[TEKS HALAMAN]
○ ○ ○ ○ ○

Yohana Banunaek, ibunda mendiang Adelina Lisao, mengaku tidak mengetahui sama sekali soal perkembangan proses hukum terhadap pelaku penganiayaan TKI Adelina hingga tewas di Negeri Jiran.
Hal itu disampaikan oleh Yohana dalam bahasa daerah Timor yang diterjemahkan penerjemah dalam acara mengenang satu tahun kematian Adelina yang diselenggarakan oleh Sinode GMIT dan LSM Tenaganita, di Kupang, Nusa Tenggara Timur (NTT) pada 12 Februari 2019.
Perhelatan itu juga digelar untuk menyikapi kasus perdagangan orang secara ilegal dan makin bertambahnya jumlah korban pekerja migran Indonesia asal NTT yang tewas di Malaysia belakangan ini.
Baca Juga
Advertisement
Merespons satu tahun kematian anaknya, Yohana Banunaek yang hadir pada agenda di Kupang terlihat sedih dan tidak bisa menahan air matanya --menurut pantauan jurnalis Liputan6.com di tempat.
Nampak Yohana beberapa kali mengusap kedua matanya dengan kedua tangannya.
Ia mengaku "sangat merindukan" anaknya. Namun, ia juga mengatakan "tidak tahu sama sekali soal proses hukum majikan yang telah membunuh anaknya" itu.
Yohana juga meminta "pemerintah RI bisa melindungi seluruh tenaga kerja Indonesia yang bekerja di negara lain agar tidak terjadi lagi korban penyiksaan," jelasnya melalui penerjemah.
Sementara itu, dalam kesempatan terpisah, Menteri Sumber Daya Manusia Malaysia, M. Kulasegaran menegaskan pada Selasa 12 Februari 2019 bahwa Malaysia siap untuk "menyatakan perang" terhadap perdagangan orang dan kerja paksa, menambahkan bahwa tinjauan undang-undang perburuhan sedang berlangsung --demikian seperti dikutip dari The Star Malaysia pada Rabu 13 Februari 2019.
Proses Hukum Kasus TKI Adelina Dinilai Tidak Transparan
Proses hukum terhadap para pelaku yang menganiaya Adelina hingga tewas telah berjalan sejak Februari 2018.
Dua tersangka, yang berstatus majikan (seorang ibu dan putrinya) telah didakwa di pengadilan Malaysia atas pembunuhan dan karena mempekerjakan warga asing tak berdokumen.
Tetapi, kemajuan proses hukum dalam kasus ini juga dinilai lambat dan "tidak transparan" kata pegiat hak asasi manusia yang berbasis di NTT.

○ ○ ○ ○ ○

[DATA YANG DISEDIAKAN]
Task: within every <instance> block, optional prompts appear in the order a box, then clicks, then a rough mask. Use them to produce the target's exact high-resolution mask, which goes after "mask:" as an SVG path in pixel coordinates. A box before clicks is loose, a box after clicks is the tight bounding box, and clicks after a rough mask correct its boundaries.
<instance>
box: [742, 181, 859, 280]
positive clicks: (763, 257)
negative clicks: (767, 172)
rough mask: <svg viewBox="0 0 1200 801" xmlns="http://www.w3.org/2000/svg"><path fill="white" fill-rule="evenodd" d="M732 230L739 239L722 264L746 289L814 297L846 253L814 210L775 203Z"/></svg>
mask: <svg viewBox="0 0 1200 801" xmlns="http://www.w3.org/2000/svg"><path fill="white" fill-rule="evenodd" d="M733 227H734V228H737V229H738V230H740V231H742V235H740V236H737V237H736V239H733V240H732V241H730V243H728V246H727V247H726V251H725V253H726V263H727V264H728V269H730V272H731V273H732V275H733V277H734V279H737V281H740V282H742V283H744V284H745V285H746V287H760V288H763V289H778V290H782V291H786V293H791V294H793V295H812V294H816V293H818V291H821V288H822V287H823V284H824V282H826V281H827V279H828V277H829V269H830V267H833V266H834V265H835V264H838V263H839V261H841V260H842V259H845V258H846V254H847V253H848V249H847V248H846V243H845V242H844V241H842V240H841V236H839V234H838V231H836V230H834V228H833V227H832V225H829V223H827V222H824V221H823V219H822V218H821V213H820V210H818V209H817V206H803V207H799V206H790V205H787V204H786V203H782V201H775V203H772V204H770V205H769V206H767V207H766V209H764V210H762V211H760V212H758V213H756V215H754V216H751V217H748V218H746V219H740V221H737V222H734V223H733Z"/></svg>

○ ○ ○ ○ ○

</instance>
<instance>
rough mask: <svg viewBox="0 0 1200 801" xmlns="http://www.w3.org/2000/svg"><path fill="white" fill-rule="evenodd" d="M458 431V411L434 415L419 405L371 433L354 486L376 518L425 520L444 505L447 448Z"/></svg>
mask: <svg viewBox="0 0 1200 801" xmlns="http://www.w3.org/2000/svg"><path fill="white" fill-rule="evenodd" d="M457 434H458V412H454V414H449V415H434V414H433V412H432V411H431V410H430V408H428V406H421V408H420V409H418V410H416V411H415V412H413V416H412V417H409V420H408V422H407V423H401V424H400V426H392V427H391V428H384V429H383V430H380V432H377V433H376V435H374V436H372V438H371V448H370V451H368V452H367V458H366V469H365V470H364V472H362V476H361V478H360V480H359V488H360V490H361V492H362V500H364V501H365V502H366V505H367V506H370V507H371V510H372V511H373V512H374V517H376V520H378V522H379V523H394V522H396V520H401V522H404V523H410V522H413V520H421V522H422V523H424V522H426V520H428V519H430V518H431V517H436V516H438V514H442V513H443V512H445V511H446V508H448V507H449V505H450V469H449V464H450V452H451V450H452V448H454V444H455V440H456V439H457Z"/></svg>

○ ○ ○ ○ ○

[SOAL LATIHAN]
**A.** Sebutkan semua nama orang yang disebut lengkap dalam teks tentang kasus Adelina.
**B.** Terjemahkan kalimat dari teks tentang kasus Adelina ini ke dalam bahasa Inggris: "Proses hukum terhadap para pelaku yang menganiaya Adelina hingga tewas telah berjalan sejak Februari 2018."
**C.** Menurut teks tentang kasus Adelina, selain untuk mengenang satu tahun kematian Adelina, untuk apa acara di Kupang itu digelar?

[JAWABAN TIAP SOAL]
**A.** Yohana Banunaek, Adelina Lisao, M. Kulasegaran

**B.** The legal proceedings against the perpetrators who abused Adelina until she died have been underway since February 2018.

**C.** Acara itu juga digelar untuk menyikapi kasus perdagangan orang secara ilegal. Acara itu juga menyikapi makin bertambahnya jumlah korban pekerja migran Indonesia asal NTT yang tewas di Malaysia belakangan ini.